*** QUOTED TEXT
I have a multidimensional array in this structure:
$arr = [
0 => ['ref' => 'Q1'],
1 => ['ref' => 'C6'],
2 => ['ref' => 'C13'],
3 => ['ref' => 'S3'],
4 => ['ref' => 'Q11'],
8 => ['ref' => 'S7'],
9 => ['ref' => 'C4'],
];
I want to sort the array so that the order of values are S, Q, D, C, P, E and if possible have each alphanumeric ascending while also keeping the associate key [ref], like this:
$arr = [
0 => ['ref' => 'S3'],
1 => ['ref' => 'S7'],
2 => ['ref' => 'Q1'],
3 => ['ref' => 'Q11'],
4 => ['ref' => 'C4'],
8 => ['ref' => 'C6'],
9 => ['ref' => 'C13'],
];
This code should do what you want. It uses usort
with a compare function that first looks at the leading character and sorts that based on your specified order: S, Q, D, C, P, E. If the character is the same, it then compares the integer part of the value. Now the problem is that this loses the keys. We can't use uasort
to get around that, as it will move the keys with the corresponding value. To get around that we first grab the keys of the array, then combine the keys with the sorted array at the end:
function mysort($a, $b) {
$sort_order = ['S', 'Q', 'D', 'C', 'P', 'E'];
// first, sort by leading character
$s = array_search($a['ref'][0], $sort_order) - array_search($b['ref'][0], $sort_order);
if ($s != 0) return $s;
// if the same, sort by numeric part
return (int)substr($a['ref'], 1) - (int)substr($b['ref'], 1);
}
$keys = array_keys($arr);
usort($arr, 'mysort');
$arr = array_combine($keys, $arr);
Output:
Array
(
[0] => Array
(
[ref] => S3
)
******
▶ _AIM_
Copy the PHP array sorting text word for word, reproducing it in full. You won't need the entries that come next.
*** ENTRIES PROVIDED
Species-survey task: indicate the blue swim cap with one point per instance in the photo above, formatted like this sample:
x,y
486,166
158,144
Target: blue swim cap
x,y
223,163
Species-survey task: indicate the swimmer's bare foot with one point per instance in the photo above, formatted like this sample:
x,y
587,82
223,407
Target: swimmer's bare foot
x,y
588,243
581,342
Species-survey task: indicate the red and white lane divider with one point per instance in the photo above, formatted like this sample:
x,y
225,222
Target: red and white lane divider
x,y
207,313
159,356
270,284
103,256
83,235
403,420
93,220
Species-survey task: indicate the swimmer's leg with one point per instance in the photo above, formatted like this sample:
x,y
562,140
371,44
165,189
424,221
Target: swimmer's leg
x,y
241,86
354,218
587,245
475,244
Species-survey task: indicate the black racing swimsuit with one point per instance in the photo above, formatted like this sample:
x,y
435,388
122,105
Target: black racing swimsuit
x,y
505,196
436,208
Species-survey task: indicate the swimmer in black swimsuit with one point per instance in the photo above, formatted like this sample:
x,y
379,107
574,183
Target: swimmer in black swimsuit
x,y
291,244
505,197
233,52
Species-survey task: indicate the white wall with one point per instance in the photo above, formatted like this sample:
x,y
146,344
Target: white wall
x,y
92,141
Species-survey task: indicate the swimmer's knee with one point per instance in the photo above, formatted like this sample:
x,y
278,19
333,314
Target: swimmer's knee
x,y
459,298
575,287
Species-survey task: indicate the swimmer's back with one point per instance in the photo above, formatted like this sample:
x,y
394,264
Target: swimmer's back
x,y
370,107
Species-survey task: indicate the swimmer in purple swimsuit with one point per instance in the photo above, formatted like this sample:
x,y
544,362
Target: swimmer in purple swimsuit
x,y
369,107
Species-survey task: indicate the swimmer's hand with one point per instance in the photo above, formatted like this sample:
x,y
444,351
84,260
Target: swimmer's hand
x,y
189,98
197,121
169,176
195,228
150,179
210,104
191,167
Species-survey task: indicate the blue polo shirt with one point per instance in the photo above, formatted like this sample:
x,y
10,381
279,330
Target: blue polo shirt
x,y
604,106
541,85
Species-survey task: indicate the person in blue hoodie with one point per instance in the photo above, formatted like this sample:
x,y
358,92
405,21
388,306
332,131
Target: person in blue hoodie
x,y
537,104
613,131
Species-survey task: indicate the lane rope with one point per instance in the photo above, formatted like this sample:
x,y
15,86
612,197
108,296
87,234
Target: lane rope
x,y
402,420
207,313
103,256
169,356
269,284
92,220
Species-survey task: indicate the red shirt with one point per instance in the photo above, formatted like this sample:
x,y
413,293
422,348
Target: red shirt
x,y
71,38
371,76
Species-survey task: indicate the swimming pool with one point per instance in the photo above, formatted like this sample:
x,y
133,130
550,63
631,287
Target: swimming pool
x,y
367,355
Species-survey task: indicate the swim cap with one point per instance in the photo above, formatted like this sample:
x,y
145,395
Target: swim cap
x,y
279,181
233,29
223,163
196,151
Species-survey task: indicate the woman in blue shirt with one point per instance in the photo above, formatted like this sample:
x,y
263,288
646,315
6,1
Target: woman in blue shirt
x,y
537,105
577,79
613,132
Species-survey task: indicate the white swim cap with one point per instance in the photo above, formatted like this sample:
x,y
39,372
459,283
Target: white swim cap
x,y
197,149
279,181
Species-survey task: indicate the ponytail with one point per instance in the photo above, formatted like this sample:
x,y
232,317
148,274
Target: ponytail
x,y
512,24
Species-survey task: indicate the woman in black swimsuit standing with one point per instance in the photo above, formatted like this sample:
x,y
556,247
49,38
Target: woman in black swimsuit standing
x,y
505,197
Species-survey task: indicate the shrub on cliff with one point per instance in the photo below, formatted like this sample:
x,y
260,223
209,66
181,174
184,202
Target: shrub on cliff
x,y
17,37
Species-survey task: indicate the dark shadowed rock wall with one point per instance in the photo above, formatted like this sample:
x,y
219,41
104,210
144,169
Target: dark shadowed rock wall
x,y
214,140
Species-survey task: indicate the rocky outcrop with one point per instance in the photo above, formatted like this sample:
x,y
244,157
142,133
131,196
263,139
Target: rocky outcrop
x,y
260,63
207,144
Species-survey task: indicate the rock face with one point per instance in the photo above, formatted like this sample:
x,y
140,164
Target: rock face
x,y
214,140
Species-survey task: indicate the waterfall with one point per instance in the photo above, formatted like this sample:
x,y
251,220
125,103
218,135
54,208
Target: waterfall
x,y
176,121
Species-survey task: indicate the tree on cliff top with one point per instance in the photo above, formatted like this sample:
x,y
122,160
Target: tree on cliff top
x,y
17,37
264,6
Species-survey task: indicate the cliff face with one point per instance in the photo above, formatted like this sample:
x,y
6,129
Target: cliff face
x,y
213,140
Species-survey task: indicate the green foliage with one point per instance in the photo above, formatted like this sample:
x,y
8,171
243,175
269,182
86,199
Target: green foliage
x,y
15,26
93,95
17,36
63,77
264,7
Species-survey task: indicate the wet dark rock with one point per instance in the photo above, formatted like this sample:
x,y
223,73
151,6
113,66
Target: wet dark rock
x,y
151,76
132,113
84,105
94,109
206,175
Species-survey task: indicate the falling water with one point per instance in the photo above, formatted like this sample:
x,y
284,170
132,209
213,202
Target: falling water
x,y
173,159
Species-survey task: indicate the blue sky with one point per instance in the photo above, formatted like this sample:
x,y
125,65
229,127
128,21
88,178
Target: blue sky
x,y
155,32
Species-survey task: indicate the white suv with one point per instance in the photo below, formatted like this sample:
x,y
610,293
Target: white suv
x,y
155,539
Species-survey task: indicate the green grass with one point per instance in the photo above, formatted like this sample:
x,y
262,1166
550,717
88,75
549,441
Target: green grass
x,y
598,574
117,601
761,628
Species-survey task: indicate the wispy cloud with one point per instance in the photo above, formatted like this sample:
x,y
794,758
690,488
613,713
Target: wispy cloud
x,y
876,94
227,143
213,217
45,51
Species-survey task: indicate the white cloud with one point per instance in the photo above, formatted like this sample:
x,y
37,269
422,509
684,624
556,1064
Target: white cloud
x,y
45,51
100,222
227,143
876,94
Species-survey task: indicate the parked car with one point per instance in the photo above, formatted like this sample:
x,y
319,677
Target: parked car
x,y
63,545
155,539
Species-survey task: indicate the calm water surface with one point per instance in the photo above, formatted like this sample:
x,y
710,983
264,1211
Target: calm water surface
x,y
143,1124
******
▶ _EXERCISE OUTPUT_
I have a multidimensional array in this structure:
$arr = [
0 => ['ref' => 'Q1'],
1 => ['ref' => 'C6'],
2 => ['ref' => 'C13'],
3 => ['ref' => 'S3'],
4 => ['ref' => 'Q11'],
8 => ['ref' => 'S7'],
9 => ['ref' => 'C4'],
];
I want to sort the array so that the order of values are S, Q, D, C, P, E and if possible have each alphanumeric ascending while also keeping the associate key [ref], like this:
$arr = [
0 => ['ref' => 'S3'],
1 => ['ref' => 'S7'],
2 => ['ref' => 'Q1'],
3 => ['ref' => 'Q11'],
4 => ['ref' => 'C4'],
8 => ['ref' => 'C6'],
9 => ['ref' => 'C13'],
];
This code should do what you want. It uses usort
with a compare function that first looks at the leading character and sorts that based on your specified order: S, Q, D, C, P, E. If the character is the same, it then compares the integer part of the value. Now the problem is that this loses the keys. We can't use uasort
to get around that, as it will move the keys with the corresponding value. To get around that we first grab the keys of the array, then combine the keys with the sorted array at the end:
function mysort($a, $b) {
$sort_order = ['S', 'Q', 'D', 'C', 'P', 'E'];
// first, sort by leading character
$s = array_search($a['ref'][0], $sort_order) - array_search($b['ref'][0], $sort_order);
if ($s != 0) return $s;
// if the same, sort by numeric part
return (int)substr($a['ref'], 1) - (int)substr($b['ref'], 1);
}
$keys = array_keys($arr);
usort($arr, 'mysort');
$arr = array_combine($keys, $arr);
Output:
Array
(
[0] => Array
(
[ref] => S3
)